[Items from a data source]
# # # # # # #
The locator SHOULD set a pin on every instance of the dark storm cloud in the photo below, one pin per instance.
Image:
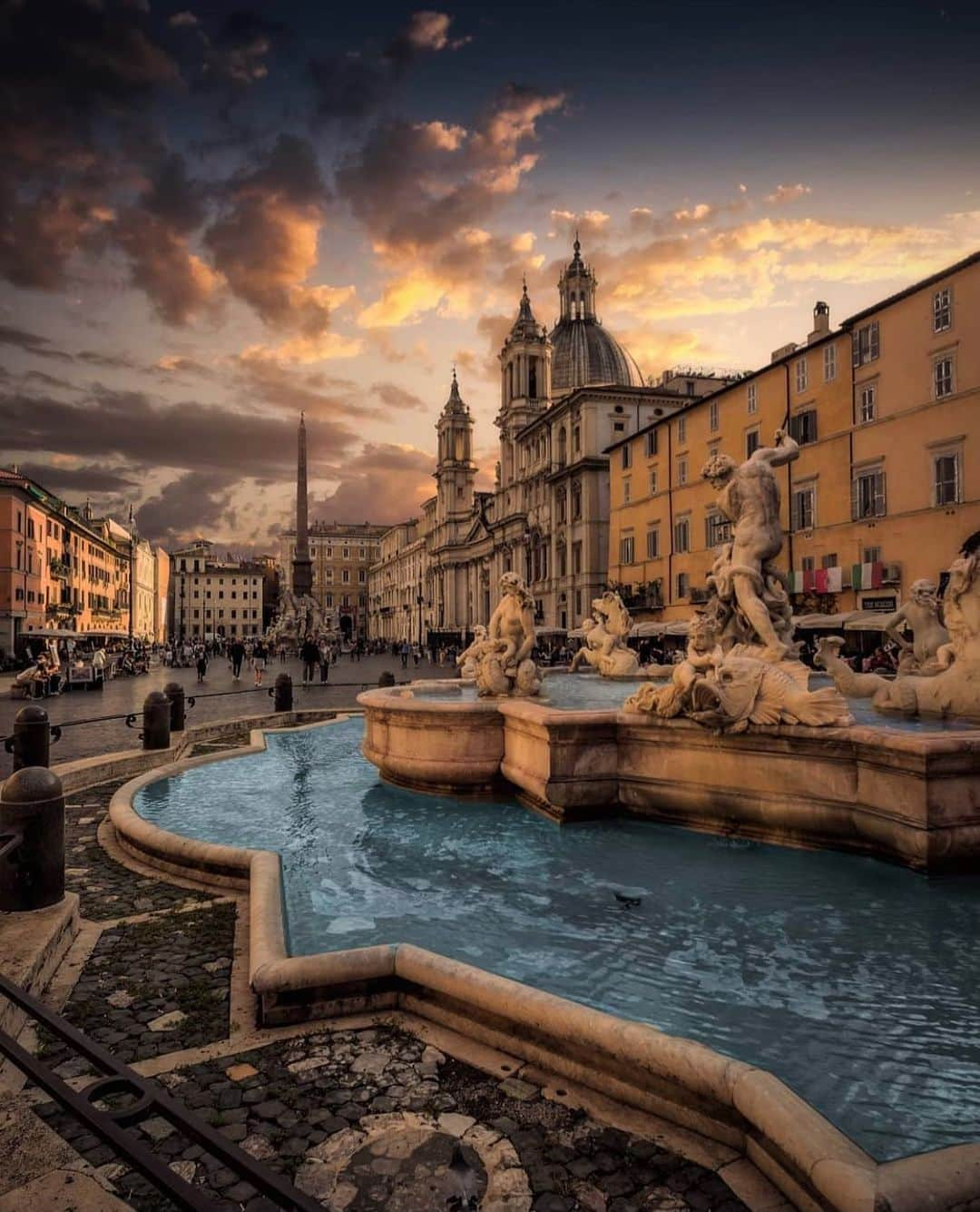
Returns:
(358, 84)
(143, 433)
(32, 343)
(94, 478)
(192, 503)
# # # # # # #
» **GIVEN EXERCISE**
Arrange every line of the records above as a Markdown table with the columns Row and Line, skipping blank lines and leaving out the pictures.

» **RESULT OF THE EXERCISE**
| Row | Line |
|---|---|
| 1 | The locator SHOULD set a pin on every instance of the dark storm cloud in the photo below, one pin per instance. |
| 2 | Image: |
| 3 | Returns: |
| 4 | (358, 84) |
| 5 | (143, 433) |
| 6 | (32, 343) |
| 7 | (94, 478) |
| 8 | (192, 503) |